(Extrait du texte)
Billets d'Humeur
Les brèves (pas tant que ça !) de la mouette rieuse
Fragments Osés pour un Modèle de Prospérité Durable
Chaque individu de chaque espèce est contributeur de la prospérité collective du Vivant dans l’interdépendance qu’elle s’est construite progressivement entre trop et pas assez. L’espèce Sapiens a bousculé irrespectueusement l’équilibre installé, en cassant sa chaîne de régulation, à l’usage inéquitable d’une partie congrue de son espèce. Dans le déni de la menace de sa propre remise en cause, il veut, irrésolu, conserver (les congrus, 1/4 de l'humanité) ou encore gagner (les exclus, les 3/4) le modèle de prospérité suicidaire qui lui donne l’illusion de pouvoir satisfaire ses appétits. Le plus désespérant, c’est qu’ils savent que s’en est une, mais ils font l’autruche pendant qu’ils croient en avoir encore le temps.
Les raisons de l’irrésolution
Tout le Vivant s’est forgé avec deux émotions : la douleur et le plaisir. Toutes les espèces se sont construites avec ces deux seuls garde-fous comme guident et régulateurs : la douleur pour l’alerte et la mort pour sanction d’apprentissage, le plaisir pour l’appétit qu’il génère et la vie qu’il permet. Allez donc, avec ces millions d’année de leçons quotidiennes, remettre en question ces deux émotions pour reconsidérer les façonnements que nous nous sommes donnés pour les assumer !
Comprenez-moi, je ne vais quand même pas revoir ma copie pour des histoires de climat que nos activités humaines perturbent ? Oui, je vois bien les conséquences et ça m’inquiète, mais :
– J’ai travaillé pour ce que j’ai. Et dur. Alors, je dois renoncer à quoi ? De quoi je dois me priver, maintenant, alors que toute la vie est organisée autour de ce que nous avons construit pour ça ? Et si tous ceux qui ont, consomment moins pour vivre plus, courent moins pour être mieux, comment se réorganise la vie autour de ce que l’on doit déconstruire ?
– D’ailleurs, chacun peut s’il veut. Ne me regardez pas comme un coupable d’avoir un peu « réussi » matériellement, c’est le libéralisme qui le suscite et le permet. Si on change de système de référence, si cette « envie » de mieux ne trouve plus de terrain de jeu pour se réaliser, même ne serait-ce que l’illusion de pouvoir, qu’advient-il de la liberté individuelle ?
– A nous aussi, notre part du gâteau. Oui mais, vous, vous avez de la chance, moi avec mon salaire, quand on me donne du boulot, je n’arrive même pas à boucler mes fins de mois. Alors vous voulez que j’arrête de rêver d’avoir un jour ma part du gâteau ? Mais à quoi je vais me raccrocher alors pour y croire ?
– Je ne suis pas né sur le bon trottoir. Dans mon bidonville, c’est manger dont il est question et boire de l’eau qui n’est pas trop souillée. Dis-moi, pourquoi je ne tenterai pas ma chance de venir voir le trottoir de Paris, s’il n’y fait pas meilleur que sur le sentier boueux chez moi ?

(Section des données)
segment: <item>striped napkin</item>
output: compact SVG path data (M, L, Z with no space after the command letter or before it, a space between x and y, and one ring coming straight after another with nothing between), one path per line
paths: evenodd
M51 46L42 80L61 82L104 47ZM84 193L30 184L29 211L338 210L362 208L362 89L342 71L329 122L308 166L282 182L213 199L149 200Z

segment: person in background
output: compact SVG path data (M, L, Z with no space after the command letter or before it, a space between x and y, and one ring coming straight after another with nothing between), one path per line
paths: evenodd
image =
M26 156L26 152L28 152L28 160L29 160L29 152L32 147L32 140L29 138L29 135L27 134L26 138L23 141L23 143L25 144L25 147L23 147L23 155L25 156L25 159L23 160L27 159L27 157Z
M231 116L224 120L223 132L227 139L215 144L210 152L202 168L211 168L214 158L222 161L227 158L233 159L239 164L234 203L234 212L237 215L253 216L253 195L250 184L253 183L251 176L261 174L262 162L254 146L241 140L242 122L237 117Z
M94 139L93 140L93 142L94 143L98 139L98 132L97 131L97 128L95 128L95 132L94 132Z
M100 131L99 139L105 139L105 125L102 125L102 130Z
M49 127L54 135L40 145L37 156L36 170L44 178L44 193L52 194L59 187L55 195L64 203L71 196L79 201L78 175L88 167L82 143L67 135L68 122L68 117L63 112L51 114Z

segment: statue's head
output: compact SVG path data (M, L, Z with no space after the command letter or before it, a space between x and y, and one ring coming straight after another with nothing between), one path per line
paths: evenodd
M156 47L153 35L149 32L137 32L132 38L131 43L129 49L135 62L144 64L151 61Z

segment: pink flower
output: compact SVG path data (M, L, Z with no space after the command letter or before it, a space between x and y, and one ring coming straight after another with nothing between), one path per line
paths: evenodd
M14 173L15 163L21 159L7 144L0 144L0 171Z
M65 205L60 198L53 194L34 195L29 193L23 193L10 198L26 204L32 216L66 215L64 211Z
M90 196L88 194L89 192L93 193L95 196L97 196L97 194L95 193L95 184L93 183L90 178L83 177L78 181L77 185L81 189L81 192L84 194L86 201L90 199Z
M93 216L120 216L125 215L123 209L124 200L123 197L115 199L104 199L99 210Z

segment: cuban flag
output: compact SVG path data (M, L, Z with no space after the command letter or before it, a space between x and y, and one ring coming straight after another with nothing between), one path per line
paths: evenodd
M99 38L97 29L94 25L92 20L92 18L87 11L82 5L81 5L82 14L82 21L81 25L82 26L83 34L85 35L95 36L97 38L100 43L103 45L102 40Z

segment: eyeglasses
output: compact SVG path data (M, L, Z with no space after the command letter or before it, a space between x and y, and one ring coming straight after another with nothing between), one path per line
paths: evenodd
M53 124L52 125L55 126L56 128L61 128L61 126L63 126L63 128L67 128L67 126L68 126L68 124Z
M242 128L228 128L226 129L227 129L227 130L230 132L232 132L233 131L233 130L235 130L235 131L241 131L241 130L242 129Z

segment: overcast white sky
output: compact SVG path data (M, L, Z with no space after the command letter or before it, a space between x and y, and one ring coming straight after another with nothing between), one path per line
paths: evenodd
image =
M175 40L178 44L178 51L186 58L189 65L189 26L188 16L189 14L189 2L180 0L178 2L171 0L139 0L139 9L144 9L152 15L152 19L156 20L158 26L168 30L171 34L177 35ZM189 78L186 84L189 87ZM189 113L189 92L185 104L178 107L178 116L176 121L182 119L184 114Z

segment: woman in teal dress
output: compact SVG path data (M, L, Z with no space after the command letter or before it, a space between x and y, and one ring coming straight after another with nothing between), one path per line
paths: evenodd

(Consignes écrites)
**a.** D'après l'extrait du texte, quelles sont les deux émotions avec lesquelles tout le Vivant s'est forgé ?
**b.** Recopiez l'extrait du texte à partir de « Les raisons de » jusqu'à « les assumer ! » inclus.
**c.** Relevez, dans l'extrait du texte, la première phrase de chaque paragraphe qui commence par un tiret.

(Résultats des consignes)
**a.** La douleur et le plaisir.

**b.**
Les raisons de l’irrésolution
Tout le Vivant s’est forgé avec deux émotions : la douleur et le plaisir. Toutes les espèces se sont construites avec ces deux seuls garde-fous comme guident et régulateurs : la douleur pour l’alerte et la mort pour sanction d’apprentissage, le plaisir pour l’appétit qu’il génère et la vie qu’il permet. Allez donc, avec ces millions d’année de leçons quotidiennes, remettre en question ces deux émotions pour reconsidérer les façonnements que nous nous sommes donnés pour les assumer !

**c.**
- J'ai travaillé pour ce que j'ai.
- D'ailleurs, chacun peut s'il veut.
- A nous aussi, notre part du gâteau.
- Je ne suis pas né sur le bon trottoir.